Can you gather every line of the records below that contains the word "hedge" and copy each one out unchanged?

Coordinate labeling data
/---

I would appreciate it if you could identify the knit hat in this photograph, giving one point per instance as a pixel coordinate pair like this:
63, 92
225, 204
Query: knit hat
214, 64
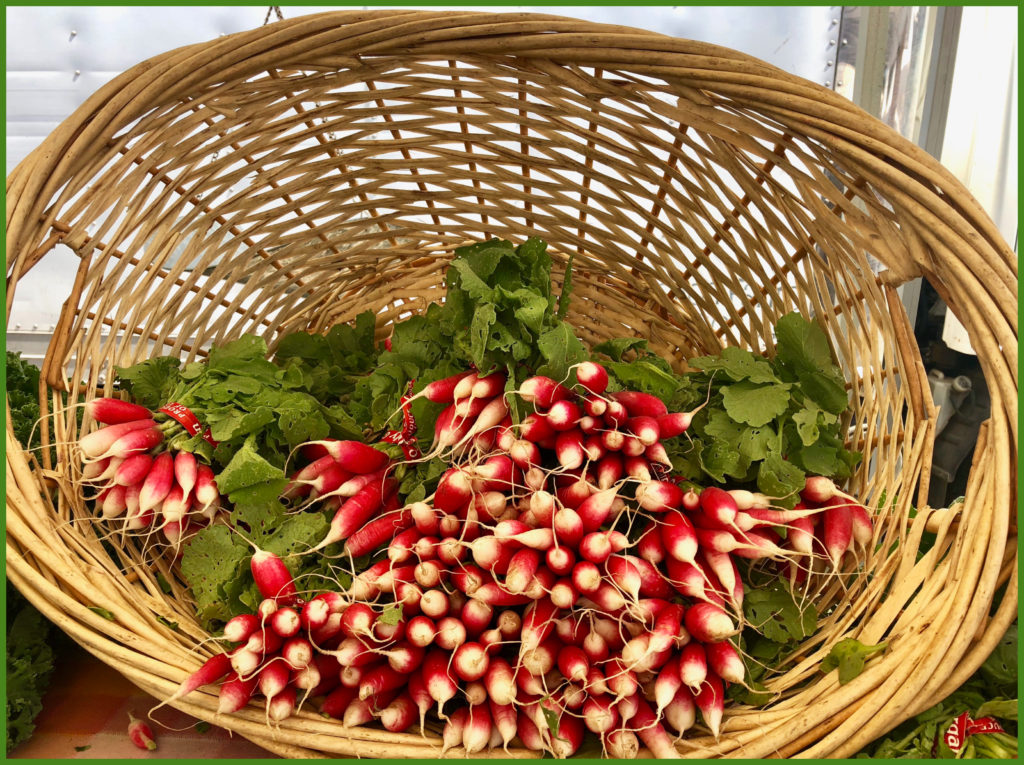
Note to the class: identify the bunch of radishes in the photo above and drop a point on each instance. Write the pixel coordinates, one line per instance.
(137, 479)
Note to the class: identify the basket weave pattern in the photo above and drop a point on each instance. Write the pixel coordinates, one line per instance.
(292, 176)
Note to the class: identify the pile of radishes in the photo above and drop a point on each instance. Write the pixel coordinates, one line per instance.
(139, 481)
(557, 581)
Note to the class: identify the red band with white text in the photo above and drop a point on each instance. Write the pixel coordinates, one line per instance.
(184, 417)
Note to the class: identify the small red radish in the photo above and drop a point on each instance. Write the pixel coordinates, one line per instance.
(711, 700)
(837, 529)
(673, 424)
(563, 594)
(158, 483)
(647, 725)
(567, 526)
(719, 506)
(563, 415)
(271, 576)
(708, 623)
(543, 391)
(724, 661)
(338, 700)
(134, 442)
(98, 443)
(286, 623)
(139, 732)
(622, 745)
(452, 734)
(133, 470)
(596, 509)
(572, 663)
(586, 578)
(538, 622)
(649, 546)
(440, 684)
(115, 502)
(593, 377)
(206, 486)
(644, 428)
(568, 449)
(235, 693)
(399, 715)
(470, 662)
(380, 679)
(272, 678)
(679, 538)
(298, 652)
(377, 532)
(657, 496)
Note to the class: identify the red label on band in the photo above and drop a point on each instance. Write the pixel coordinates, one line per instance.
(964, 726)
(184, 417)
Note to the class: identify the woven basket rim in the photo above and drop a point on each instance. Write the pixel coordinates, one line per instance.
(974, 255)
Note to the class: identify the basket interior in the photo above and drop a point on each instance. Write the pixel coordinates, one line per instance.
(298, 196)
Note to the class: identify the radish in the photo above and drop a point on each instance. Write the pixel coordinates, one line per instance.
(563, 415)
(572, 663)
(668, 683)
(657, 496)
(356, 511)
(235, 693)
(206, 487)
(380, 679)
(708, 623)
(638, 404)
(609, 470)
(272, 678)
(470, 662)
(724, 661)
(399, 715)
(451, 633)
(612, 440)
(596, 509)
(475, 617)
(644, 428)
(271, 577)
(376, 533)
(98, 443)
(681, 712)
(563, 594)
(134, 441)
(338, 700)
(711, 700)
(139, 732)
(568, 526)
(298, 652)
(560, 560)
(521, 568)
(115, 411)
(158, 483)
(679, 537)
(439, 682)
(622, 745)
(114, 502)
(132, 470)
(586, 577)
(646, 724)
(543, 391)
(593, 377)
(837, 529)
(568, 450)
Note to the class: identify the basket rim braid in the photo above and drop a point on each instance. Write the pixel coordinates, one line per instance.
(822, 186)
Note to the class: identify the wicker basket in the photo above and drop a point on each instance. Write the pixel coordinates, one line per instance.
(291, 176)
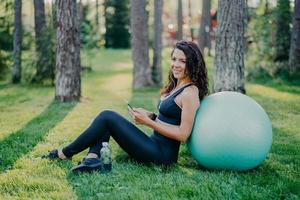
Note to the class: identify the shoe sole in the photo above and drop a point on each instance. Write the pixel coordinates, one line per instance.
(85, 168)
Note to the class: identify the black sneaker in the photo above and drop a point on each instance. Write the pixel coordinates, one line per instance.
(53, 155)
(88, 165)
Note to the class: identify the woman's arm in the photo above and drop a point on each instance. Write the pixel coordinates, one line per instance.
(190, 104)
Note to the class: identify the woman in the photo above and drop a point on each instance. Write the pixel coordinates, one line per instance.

\---
/---

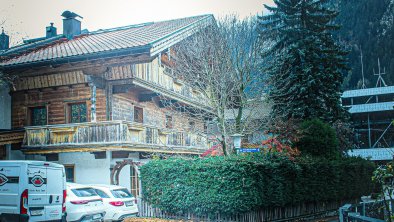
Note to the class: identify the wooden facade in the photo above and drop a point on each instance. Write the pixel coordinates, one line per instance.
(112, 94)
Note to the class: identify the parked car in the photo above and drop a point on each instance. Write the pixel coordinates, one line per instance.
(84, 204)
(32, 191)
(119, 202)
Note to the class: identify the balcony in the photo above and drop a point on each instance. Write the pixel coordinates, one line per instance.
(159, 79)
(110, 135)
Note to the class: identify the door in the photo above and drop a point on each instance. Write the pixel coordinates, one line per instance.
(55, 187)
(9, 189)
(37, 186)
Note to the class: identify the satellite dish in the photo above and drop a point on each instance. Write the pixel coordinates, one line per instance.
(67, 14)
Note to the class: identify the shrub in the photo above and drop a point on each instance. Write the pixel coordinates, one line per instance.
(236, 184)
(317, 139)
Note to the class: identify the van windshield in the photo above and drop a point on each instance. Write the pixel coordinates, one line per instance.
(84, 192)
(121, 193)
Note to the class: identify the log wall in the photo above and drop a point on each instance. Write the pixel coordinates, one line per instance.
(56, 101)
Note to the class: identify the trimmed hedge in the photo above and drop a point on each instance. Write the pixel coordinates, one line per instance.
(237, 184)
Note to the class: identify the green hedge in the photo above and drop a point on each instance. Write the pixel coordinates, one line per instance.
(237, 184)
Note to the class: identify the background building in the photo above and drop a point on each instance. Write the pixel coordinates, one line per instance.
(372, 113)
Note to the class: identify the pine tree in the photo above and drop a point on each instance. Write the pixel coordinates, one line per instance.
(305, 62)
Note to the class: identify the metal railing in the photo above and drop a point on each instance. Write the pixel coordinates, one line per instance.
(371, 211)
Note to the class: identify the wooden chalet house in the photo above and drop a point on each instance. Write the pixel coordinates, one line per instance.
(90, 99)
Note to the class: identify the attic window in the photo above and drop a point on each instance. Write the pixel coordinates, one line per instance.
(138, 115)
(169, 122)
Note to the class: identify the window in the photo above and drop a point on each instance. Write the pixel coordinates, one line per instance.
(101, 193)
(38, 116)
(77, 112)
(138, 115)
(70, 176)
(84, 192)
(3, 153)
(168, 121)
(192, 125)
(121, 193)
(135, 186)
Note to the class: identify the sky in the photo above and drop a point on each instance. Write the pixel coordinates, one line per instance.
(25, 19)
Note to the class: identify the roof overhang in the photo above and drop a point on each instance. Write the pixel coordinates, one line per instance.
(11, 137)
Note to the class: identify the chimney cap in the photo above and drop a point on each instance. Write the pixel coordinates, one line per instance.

\---

* [Task result]:
Note to the class: identify the trimmed hedge in the photo above and drop a point on each instance. Write the pixel coordinates, one line per instance.
Note to the class: identify the green hedge in the photo above and drop a point on each instance. Write the pixel coordinates, one line per instance.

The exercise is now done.